» **INSTRUCTIONS FOR THE TASK**
Render every line of the records below as a numbered list, omitting any blank lines.

-------- MATERIAL FOR THIS TASK

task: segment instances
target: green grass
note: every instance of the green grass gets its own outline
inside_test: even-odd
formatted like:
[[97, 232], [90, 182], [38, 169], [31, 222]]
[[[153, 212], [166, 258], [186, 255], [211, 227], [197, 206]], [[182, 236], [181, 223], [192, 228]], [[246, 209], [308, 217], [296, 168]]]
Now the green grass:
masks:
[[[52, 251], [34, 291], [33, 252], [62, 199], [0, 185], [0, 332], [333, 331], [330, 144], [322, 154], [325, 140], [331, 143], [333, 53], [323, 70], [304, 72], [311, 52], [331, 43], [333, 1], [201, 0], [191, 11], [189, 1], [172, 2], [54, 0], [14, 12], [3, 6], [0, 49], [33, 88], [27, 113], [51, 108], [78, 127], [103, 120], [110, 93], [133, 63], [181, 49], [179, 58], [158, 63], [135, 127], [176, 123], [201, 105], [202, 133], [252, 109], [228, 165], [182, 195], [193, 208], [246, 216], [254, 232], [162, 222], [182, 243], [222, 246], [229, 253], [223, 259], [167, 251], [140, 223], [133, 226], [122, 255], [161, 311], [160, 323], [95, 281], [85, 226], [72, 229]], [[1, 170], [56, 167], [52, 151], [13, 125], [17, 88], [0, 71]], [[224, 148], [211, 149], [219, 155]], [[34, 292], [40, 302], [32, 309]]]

----------------

» **ANSWER FOR THE TASK**
1. task: segment instances
2. target: green grass
3. note: every instance of the green grass gets its own outline
4. inside_test: even-odd
5. formatted like:
6. [[97, 232], [90, 182], [38, 169], [31, 222]]
7. [[[153, 212], [166, 258], [186, 255], [211, 227], [197, 206]], [[182, 236], [181, 223], [192, 228]], [[246, 209], [308, 217], [296, 168]]]
8. Now the green grass:
9. masks:
10. [[[52, 251], [34, 291], [33, 252], [62, 199], [0, 185], [0, 332], [333, 331], [330, 144], [322, 154], [325, 140], [331, 143], [333, 53], [323, 70], [304, 72], [311, 52], [331, 43], [333, 1], [201, 0], [191, 11], [189, 1], [172, 2], [54, 0], [14, 12], [3, 6], [0, 49], [33, 88], [27, 113], [51, 108], [78, 127], [103, 120], [110, 93], [133, 63], [181, 49], [179, 58], [158, 63], [135, 127], [176, 123], [201, 105], [202, 133], [252, 109], [228, 165], [182, 195], [193, 208], [246, 216], [254, 232], [162, 222], [182, 243], [222, 246], [229, 253], [223, 259], [167, 251], [140, 223], [133, 226], [122, 255], [161, 311], [160, 323], [95, 281], [85, 226], [72, 229]], [[1, 170], [56, 167], [52, 151], [13, 125], [17, 88], [0, 71]], [[224, 148], [211, 149], [219, 155]], [[34, 292], [40, 302], [32, 309]]]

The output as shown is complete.